-- PROBLEM TO SOLVE --
Using the records below, quote only the span that opens with the line containing "For every instance of the white cloud, set" and closes with the line containing "Refer to this photo.", exactly and inclusively.

-- RECORD EXTRACTS --
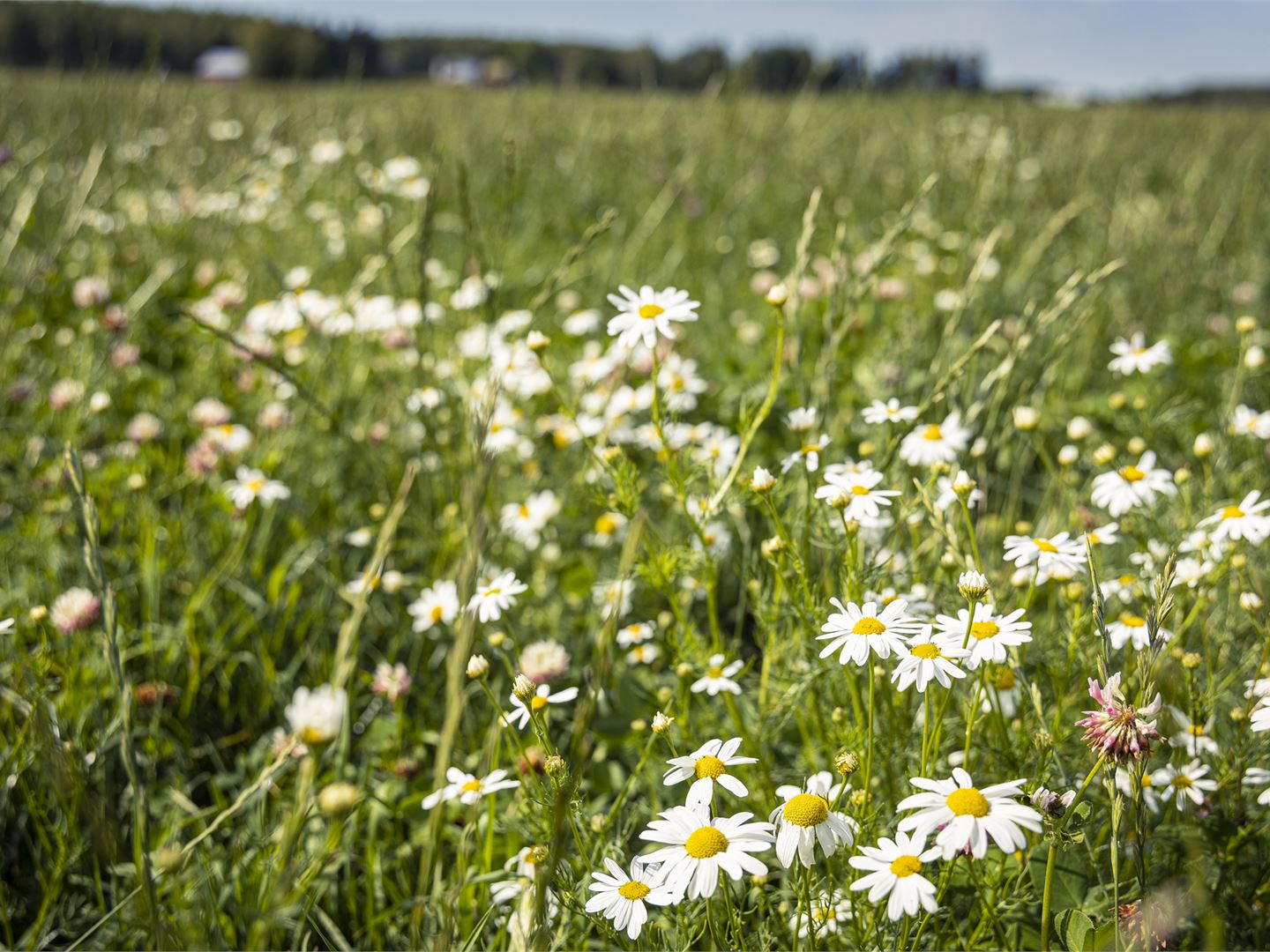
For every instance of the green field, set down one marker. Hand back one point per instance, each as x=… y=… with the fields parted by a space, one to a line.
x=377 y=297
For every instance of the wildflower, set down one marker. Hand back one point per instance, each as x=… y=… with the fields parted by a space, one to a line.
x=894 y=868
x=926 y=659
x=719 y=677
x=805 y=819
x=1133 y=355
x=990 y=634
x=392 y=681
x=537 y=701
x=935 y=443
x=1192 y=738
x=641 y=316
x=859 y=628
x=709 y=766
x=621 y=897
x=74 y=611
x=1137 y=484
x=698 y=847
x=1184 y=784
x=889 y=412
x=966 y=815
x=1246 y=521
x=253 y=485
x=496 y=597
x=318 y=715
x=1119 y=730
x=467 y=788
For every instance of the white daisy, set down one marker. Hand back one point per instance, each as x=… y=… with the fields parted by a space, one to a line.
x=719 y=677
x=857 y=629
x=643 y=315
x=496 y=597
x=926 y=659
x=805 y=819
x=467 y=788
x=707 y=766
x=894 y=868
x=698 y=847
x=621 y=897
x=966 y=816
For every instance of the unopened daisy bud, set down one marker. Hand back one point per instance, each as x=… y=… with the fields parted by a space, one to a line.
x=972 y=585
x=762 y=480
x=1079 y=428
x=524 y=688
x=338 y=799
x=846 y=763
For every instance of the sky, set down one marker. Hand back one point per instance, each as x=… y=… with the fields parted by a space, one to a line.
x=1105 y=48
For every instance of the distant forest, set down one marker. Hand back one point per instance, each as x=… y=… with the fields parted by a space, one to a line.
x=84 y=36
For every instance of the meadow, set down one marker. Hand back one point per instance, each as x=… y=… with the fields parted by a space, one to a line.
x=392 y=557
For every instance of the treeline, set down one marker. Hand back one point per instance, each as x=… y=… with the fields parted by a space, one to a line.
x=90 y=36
---
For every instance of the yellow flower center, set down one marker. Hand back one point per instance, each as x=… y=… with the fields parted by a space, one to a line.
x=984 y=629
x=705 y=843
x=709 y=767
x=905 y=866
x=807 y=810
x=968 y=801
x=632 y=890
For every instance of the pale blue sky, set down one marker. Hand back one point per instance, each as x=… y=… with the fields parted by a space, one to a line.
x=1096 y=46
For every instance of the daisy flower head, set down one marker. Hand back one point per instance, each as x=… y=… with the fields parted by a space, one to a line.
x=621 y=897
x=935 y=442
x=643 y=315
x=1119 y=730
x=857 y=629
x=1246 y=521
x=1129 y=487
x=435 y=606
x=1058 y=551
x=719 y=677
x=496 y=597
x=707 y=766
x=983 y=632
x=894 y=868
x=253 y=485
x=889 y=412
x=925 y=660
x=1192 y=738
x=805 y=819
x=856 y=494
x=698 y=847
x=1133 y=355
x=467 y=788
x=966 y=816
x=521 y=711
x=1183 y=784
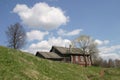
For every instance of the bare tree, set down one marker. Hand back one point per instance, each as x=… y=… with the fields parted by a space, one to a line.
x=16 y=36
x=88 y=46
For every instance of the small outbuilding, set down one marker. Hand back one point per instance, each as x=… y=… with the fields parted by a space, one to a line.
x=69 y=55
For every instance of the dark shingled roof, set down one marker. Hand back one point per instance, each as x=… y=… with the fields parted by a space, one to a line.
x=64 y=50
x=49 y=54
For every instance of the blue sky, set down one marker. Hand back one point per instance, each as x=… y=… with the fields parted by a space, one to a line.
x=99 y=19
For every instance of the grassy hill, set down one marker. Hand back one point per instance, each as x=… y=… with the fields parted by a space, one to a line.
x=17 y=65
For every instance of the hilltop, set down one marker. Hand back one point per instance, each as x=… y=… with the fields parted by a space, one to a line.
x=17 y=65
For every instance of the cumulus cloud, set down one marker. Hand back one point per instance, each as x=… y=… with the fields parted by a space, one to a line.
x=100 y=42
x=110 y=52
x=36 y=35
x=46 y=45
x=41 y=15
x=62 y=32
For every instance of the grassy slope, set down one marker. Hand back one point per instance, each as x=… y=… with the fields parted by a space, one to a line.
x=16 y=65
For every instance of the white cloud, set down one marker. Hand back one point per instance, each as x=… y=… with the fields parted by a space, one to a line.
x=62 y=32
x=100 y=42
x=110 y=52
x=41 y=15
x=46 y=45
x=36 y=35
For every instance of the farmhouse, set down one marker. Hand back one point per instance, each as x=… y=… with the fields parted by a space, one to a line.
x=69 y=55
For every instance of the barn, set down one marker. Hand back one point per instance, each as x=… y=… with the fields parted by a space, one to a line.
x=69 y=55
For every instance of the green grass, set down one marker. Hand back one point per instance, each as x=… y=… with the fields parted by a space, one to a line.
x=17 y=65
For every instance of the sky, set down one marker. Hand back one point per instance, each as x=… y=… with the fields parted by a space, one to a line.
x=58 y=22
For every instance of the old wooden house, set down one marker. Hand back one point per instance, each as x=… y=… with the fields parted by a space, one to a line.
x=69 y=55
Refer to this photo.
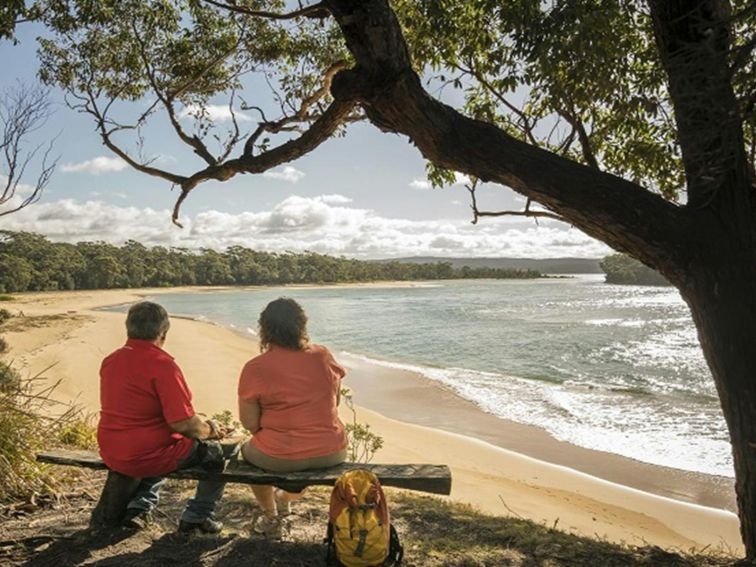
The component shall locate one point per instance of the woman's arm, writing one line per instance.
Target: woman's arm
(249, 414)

-- RESPONSE TO THE TASK --
For every instance of the white cloud, set down one marker. Hand back one point per instance, each as x=… y=… with the fields parted by a space, one to a line.
x=62 y=32
x=100 y=42
x=110 y=52
x=41 y=15
x=46 y=45
x=36 y=35
For every instance of the farmhouse, set down one marker. Hand back one point per instance, each as x=… y=… with the fields parted by a space, one to a line.
x=69 y=55
For every instance of the barn, set down one marker. Hand back one point per instance, each as x=… y=… with the fields parted by a space, one to a line.
x=69 y=55
For every instance of the green grass, set down one marker. Hand back one point per instance, each as x=… y=… with the fields parted by a space, one to a line.
x=17 y=65
For every instance of the sky, set down one marker. Hand back one point per instance, each as x=… y=… with the fields parted by a space, one to a line.
x=58 y=22
For every instance of the old wooden house, set down one marker. Hand back one point per instance, each as x=… y=… with the fields parted by a space, one to a line.
x=69 y=55
Refer to this photo.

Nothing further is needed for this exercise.